======== Supplied information

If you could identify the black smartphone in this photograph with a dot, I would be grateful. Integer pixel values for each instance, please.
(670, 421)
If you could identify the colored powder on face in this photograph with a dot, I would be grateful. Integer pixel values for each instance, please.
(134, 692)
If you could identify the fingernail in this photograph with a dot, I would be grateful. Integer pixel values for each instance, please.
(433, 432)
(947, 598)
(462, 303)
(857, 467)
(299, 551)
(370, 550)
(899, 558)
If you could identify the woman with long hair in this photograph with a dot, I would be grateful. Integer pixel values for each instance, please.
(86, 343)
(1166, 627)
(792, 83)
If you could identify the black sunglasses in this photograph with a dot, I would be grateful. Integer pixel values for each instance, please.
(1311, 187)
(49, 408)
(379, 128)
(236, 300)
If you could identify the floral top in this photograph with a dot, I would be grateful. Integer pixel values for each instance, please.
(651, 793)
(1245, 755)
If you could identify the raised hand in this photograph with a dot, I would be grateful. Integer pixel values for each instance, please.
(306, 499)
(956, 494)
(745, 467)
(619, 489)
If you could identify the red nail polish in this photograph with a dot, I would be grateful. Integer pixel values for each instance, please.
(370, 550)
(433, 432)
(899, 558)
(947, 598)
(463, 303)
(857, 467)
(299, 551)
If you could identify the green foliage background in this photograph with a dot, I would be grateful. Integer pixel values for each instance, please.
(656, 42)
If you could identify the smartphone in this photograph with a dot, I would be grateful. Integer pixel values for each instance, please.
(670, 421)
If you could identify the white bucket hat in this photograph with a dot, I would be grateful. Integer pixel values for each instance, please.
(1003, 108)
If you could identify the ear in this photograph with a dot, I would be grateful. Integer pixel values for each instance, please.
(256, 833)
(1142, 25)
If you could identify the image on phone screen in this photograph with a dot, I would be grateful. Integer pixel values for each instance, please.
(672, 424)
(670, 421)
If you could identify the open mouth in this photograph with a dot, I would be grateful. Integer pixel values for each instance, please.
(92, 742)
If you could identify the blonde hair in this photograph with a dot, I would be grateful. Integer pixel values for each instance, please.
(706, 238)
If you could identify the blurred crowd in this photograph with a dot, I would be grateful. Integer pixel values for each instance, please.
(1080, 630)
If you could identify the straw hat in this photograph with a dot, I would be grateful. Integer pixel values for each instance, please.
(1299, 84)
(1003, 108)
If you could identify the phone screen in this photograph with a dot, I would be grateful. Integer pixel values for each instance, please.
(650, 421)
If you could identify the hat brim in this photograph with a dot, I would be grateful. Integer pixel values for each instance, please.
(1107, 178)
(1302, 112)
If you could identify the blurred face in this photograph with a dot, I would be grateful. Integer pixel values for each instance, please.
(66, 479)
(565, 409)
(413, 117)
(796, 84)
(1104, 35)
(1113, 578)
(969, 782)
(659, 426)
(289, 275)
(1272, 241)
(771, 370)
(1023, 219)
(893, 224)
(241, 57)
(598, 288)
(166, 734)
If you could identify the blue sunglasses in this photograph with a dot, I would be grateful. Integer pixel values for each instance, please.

================

> **Task details**: In your response, give all the records again with nothing altered.

> **Reply**:
If you could identify the black smartphone in this photograph with a dot, I would be grateful. Integer pixel values for each instance, please.
(670, 421)
If you could identify the colored powder on face in this photograph with a dot, I would be grateful. Integer pixel values for each instance, please.
(134, 692)
If you could identify the fingernail in this photograph with a dot, I would be grateful. Integer pixel values for each instance, please.
(433, 432)
(947, 598)
(462, 303)
(857, 467)
(299, 551)
(370, 550)
(899, 558)
If you could identify the woman with long hair in this photograph with a dot, I would be grateful. Integer pixel values for each instance, please.
(86, 343)
(1166, 627)
(792, 83)
If you could identify the black sunglasses in this photograph with a dot, I would be grateful. Integer pixel values for each instance, please.
(1311, 187)
(49, 408)
(379, 128)
(236, 300)
If you could identify the floral top in this photograph with a dot, I would be grateful. Integer pixel values for each instance, please.
(651, 793)
(1245, 755)
If you could identify the raised hand in this photograph with a dot, I would be grateful. Integer pixel values for each instance, please.
(306, 499)
(956, 494)
(745, 467)
(619, 489)
If you could identify the red nail polish in this photograph with a dot, I would be grateful. Integer pixel values for each instance, please.
(370, 550)
(433, 432)
(899, 558)
(947, 598)
(463, 303)
(857, 467)
(299, 551)
If you could identify the green foliage background in this photograph with a dot, I would be grateful. Integer pixel values for each instance, please.
(656, 42)
If you could identify the smartphone in this photograph with a dot, I would be grateful. Integer pixel values for each instance, please.
(670, 421)
If you could identify the white bucket hat in this photograph with a dot, I would be grateful. Integer pixel values for each instance, please.
(1003, 108)
If you could identify the ear in this photograph with a dot, I would be grateful. Integer pixel values for each instance, please.
(256, 833)
(1142, 25)
If you could identify the image on phone screen in this photograph with a dot, I would be grateful. Integer pixel values for each instance, please.
(672, 424)
(670, 421)
If you could identify the open mouth in this photograph with a dot, I would be grateful. Integer pixel values for each instance, please.
(92, 742)
If you could identify the blonde hair in this photograph with a dot, I would be grateful. Integer pixel values for each instance, please.
(706, 238)
If you could identify the blurred crowd in this photograph with a dot, I would be grateful. Integer pixel values for each instance, please.
(1080, 630)
If you could identify the straw hat in this photograph with a dot, I would be grateful. Integer pixel values for each instance, please.
(1299, 84)
(1003, 108)
If you could identify the phone screen in this photograph with a dot, I would be grateful. Integer pixel values for each instance, please.
(650, 421)
If you could identify the hat brim in this photograph with a dot, I would be grateful. Integer pixel values for each instance, please.
(1107, 178)
(1302, 112)
If you could identify the blurred face in this photograph with a dot, I would be grateful. Integer pixel values for each instance, please.
(66, 479)
(565, 409)
(413, 117)
(796, 84)
(1104, 35)
(1113, 578)
(969, 782)
(659, 426)
(289, 275)
(1272, 241)
(771, 370)
(1023, 219)
(893, 224)
(241, 57)
(598, 288)
(166, 734)
If you could identify the blue sunglasses in this photograph with a dot, I would be grateful. Integer pixel values for each instance, please.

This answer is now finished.